_Referring expression data_.
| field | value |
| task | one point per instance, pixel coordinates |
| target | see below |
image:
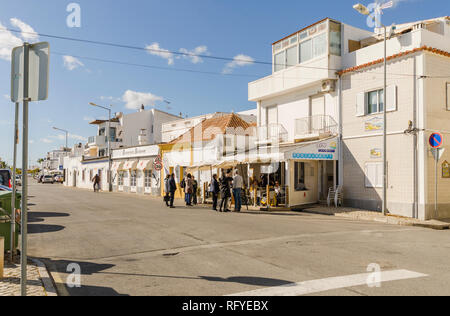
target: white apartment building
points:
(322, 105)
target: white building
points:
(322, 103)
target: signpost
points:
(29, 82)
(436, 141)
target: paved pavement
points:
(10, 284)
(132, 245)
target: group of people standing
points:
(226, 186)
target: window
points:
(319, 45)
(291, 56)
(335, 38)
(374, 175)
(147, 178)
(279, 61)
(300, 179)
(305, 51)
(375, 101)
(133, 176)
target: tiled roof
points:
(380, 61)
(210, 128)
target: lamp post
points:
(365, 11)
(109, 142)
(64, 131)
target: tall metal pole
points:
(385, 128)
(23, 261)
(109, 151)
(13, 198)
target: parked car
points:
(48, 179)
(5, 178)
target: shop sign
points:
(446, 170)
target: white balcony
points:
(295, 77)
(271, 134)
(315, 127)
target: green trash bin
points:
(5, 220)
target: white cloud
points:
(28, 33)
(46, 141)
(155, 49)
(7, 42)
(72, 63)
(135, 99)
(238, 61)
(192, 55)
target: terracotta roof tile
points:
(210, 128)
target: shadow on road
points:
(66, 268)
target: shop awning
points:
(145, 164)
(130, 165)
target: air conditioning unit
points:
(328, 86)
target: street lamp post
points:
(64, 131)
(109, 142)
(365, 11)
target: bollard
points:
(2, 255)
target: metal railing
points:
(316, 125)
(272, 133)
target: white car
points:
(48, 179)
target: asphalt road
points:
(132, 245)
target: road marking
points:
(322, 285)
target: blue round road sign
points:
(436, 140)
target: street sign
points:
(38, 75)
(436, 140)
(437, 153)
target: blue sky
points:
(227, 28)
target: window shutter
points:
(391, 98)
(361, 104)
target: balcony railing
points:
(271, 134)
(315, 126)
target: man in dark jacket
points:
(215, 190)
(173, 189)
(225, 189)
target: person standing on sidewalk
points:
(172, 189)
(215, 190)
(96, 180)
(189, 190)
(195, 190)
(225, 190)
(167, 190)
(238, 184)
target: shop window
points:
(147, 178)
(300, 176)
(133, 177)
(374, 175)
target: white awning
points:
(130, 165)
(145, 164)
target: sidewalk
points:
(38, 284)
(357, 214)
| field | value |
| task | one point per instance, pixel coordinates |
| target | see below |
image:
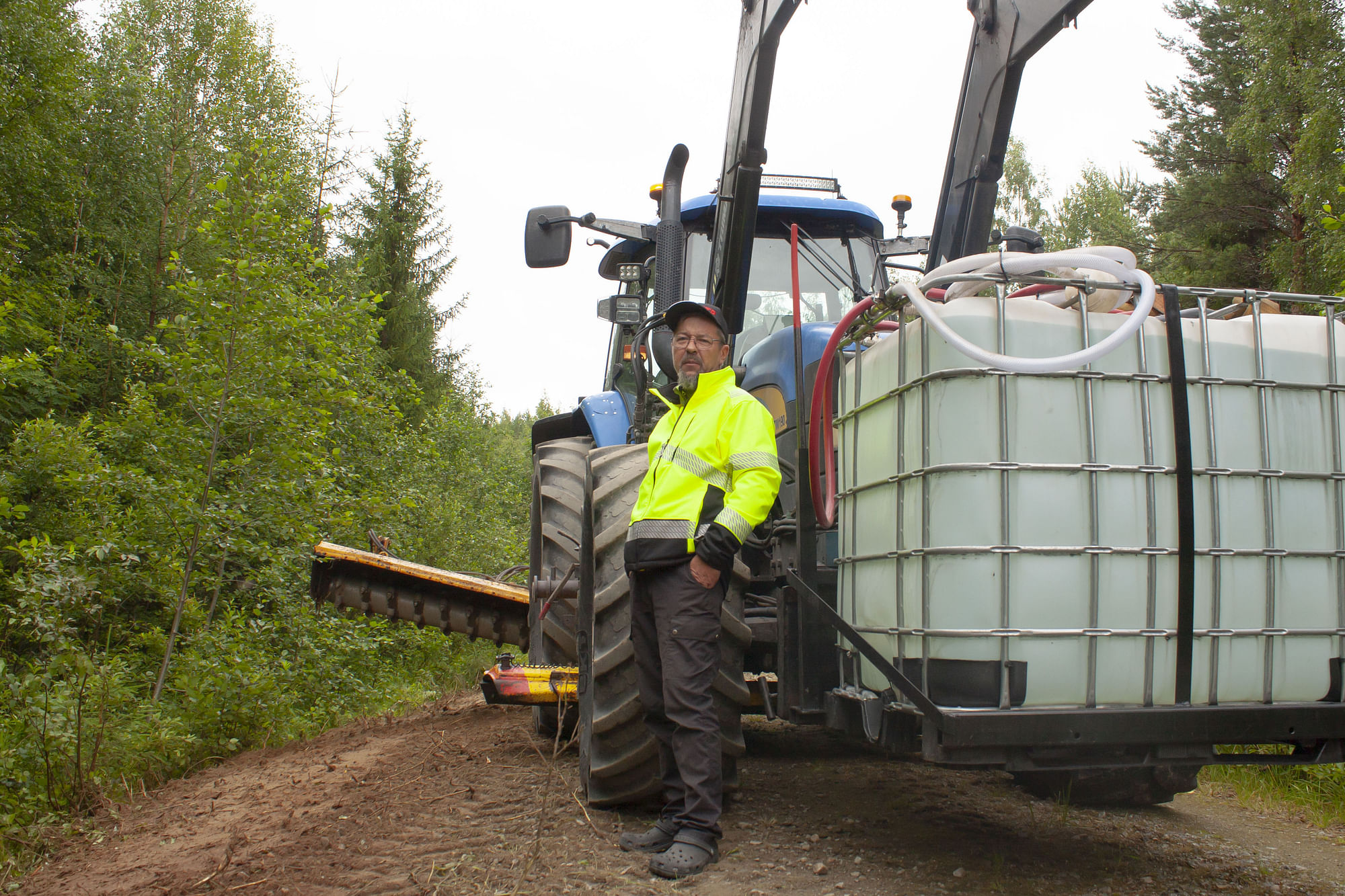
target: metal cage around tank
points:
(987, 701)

---

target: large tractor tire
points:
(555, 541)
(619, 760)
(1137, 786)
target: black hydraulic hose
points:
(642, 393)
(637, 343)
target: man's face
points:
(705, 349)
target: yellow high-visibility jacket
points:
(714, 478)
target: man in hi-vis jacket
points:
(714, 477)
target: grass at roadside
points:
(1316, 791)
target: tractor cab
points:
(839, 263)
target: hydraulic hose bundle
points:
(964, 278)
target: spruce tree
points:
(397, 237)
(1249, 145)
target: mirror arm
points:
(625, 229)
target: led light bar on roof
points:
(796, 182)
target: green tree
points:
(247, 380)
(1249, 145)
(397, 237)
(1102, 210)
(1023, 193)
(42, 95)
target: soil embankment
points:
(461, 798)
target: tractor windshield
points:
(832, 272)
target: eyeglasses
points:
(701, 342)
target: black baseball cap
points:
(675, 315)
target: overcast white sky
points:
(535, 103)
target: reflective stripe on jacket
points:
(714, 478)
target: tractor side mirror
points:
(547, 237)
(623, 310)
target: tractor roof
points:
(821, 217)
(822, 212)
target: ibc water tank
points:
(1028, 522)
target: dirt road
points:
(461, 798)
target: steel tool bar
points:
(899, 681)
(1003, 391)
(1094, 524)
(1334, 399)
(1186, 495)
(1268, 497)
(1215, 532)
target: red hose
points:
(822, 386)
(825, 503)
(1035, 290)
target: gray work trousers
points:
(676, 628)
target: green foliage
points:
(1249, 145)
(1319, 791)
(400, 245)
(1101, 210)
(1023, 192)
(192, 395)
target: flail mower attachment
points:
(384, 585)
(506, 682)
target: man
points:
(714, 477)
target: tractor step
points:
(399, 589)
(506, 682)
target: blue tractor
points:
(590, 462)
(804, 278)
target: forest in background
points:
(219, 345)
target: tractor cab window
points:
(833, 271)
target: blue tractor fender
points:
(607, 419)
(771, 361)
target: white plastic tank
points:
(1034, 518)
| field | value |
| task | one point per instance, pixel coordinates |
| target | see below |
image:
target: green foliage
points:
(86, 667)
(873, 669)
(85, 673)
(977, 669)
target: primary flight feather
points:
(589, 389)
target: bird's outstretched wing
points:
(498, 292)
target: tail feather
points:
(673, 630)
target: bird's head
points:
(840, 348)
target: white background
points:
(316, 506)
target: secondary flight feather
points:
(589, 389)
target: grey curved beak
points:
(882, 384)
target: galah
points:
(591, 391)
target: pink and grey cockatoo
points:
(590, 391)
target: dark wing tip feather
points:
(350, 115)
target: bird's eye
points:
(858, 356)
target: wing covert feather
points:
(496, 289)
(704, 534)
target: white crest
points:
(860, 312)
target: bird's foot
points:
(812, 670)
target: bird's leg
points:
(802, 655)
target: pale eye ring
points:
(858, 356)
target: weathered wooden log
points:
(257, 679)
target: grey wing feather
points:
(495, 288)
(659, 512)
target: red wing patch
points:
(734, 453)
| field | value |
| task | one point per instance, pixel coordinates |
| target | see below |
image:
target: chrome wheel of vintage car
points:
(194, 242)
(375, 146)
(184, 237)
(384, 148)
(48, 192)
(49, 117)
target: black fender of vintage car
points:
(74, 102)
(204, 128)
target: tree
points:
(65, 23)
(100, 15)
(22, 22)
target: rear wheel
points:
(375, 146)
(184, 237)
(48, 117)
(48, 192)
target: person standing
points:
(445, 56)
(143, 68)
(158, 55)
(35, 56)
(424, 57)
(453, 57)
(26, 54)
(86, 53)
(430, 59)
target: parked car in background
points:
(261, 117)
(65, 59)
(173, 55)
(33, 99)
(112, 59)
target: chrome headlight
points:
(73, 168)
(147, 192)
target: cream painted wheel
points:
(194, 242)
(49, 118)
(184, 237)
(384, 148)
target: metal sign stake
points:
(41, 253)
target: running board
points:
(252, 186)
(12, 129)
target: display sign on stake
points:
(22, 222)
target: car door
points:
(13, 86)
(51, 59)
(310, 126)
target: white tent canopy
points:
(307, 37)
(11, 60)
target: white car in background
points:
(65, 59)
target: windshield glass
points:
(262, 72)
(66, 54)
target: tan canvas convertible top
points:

_Brief_.
Only the lines with the string "wing" are wanted; pick them out of the records above and copy them.

_Answer for this exercise_.
target: bird's outstretched wing
target: dark wing tip feather
target: wing covert feather
target: grey wing feather
target: red wing patch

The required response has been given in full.